→ **Required task A**
Decide whether each statement agrees with the article on canvas and DOM builders, answering yes or no and quoting the words of the article that settle it. (i) The template builder handled both HTML website templates and MJML email templates. (ii) The writer coded on the builder every day for most of those years. (iii) The writer regards canvas as a better final output layer.
→ **Required task B**
List all the advanced interactions that the article on canvas and DOM builders names as leading into "a completely different world" once simple blocks are no longer enough.

From Canvas to DOM

For around 7 years at my previous company, we were building and maintaining a template builder based on GrapesJS. It supported both HTML website templates and MJML email templates.

At first glance, building a web builder sounds simple:

create some HTML blocks
drag and drop them
style them
export HTML

But once real users start using the system, everything becomes much harder.

During most of those years I was not directly coding on the builder every day because of different responsibilities, but as a team lead I was constantly involved with architecture decisions, user feedback, technical limitations, and all the pain that came with it.

Over time, our system became much bigger than a simple GrapesJS setup. We had built a huge layer around it:

custom block manager
block registry
integration with CKEditor
event management system
large styling abstractions
different renderers for HTML and MJML
and many other custom systems

Recently, while exploring modern website builders, I started thinking about an old question again: why is the industry slowly moving toward canvas-like mental models? And more importantly, what does canvas actually solve?

My current answer is this: canvas is often a better interaction layer, but not necessarily a better final output layer. That distinction matters a lot.

DOM Is Still King

Before talking about canvas-based systems, I think we need to accept one important thing: DOM is still the core primitive of the web.

Tools like:

still make a lot of sense for many companies, especially if a website builder is not the core product.

This approach has many advantages:

you can build and launch an MVP quickly
onboarding frontend engineers is usually easier
everything is based on real HTML and CSS
output is more semantic
responsive behavior feels more natural
complexity is usually lower in the beginning

You are building directly on top of the browser instead of trying to replace it. But things start getting ugly once you want interactions similar to Figma.

Where Everything Starts Falling Apart

As long as your builder only has simple blocks, things look fine. But once you try to support advanced interactions, you enter a completely different world:

selection
transforms
snapping
zooming
hit-testing
guides
freeform interactions

These sound like small features. They are not. A feature like zooming can easily become a nightmare.

Users expect:

smooth zooming
accurate selections
correct drag & drop behavior
stable coordinates
predictable interactions

Implementing this correctly on top of DOM is much harder than it looks.

We eventually realized that many interaction-heavy features fight against the natural behavior of the web itself.

The web is built around:

document flow
flexbox
grid
responsive layouts

But users want to:

freely move elements
overlap layers
zoom infinitely
drag objects anywhere

And these two mental models do not always work nicely together.

[Entries taken from a collection]
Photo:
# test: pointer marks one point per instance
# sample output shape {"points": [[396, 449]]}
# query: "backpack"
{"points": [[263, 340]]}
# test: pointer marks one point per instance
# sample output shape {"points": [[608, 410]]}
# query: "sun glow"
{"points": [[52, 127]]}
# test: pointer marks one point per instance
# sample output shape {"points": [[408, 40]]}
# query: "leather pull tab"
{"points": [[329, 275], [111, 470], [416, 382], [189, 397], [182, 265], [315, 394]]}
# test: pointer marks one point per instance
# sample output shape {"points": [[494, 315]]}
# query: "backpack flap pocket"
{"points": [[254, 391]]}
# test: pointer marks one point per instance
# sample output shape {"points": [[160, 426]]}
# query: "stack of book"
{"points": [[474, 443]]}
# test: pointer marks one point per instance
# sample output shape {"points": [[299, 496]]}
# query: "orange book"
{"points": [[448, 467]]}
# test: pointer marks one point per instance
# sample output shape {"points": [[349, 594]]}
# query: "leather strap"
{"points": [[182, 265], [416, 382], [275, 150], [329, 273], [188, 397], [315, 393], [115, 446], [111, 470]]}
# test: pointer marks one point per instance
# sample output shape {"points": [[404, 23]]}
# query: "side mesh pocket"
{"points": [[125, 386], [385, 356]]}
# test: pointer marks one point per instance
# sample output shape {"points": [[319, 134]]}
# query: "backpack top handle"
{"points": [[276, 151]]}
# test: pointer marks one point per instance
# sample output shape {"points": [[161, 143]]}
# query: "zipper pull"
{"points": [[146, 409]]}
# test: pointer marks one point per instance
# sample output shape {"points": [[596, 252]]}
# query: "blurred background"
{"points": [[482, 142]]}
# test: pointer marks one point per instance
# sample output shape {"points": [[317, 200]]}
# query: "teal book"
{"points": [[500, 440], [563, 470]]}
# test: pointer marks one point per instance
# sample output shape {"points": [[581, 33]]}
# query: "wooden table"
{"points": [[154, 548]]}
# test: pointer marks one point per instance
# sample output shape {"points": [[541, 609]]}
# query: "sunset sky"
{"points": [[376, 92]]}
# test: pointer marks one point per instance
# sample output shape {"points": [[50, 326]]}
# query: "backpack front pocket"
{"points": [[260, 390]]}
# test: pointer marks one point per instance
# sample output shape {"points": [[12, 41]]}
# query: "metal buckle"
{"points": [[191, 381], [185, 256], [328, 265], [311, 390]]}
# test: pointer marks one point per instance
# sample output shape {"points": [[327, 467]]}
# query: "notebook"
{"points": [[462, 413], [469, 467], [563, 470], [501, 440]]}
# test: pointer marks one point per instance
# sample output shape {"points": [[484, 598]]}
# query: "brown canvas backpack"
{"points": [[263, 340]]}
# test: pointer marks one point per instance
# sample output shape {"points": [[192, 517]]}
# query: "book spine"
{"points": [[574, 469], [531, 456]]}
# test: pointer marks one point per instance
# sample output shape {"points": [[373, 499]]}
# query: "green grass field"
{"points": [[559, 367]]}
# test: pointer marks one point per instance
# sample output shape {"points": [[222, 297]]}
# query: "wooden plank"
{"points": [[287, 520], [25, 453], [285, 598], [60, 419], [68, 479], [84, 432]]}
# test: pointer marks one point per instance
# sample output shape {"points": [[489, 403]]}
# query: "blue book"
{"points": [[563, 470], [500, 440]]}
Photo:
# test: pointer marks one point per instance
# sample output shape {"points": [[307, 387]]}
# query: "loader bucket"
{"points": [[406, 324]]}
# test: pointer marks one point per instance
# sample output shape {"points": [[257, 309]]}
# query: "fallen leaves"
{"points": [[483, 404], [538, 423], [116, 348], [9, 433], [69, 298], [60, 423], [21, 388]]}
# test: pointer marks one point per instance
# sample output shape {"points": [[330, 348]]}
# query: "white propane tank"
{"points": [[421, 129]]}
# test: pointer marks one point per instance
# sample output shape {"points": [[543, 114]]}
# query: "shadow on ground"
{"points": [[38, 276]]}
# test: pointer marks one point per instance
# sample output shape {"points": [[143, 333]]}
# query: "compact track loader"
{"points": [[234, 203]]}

---

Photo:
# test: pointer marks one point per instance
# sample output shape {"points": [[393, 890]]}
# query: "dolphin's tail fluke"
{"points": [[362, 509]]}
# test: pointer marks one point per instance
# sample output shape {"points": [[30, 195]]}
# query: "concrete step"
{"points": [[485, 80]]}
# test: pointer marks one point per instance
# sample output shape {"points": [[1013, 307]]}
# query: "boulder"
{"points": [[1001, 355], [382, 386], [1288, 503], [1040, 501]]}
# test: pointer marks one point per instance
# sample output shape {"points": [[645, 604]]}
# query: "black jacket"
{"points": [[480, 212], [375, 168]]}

→ **Expected output A**
(i) Yes: "It supported both HTML website templates and MJML email templates."
(ii) No: "During most of those years I was not directly coding on the builder every day"
(iii) No: "canvas is often a better interaction layer, but not necessarily a better final output layer."

→ **Expected output B**
selection, transforms, snapping, zooming, hit-testing, guides, freeform interactions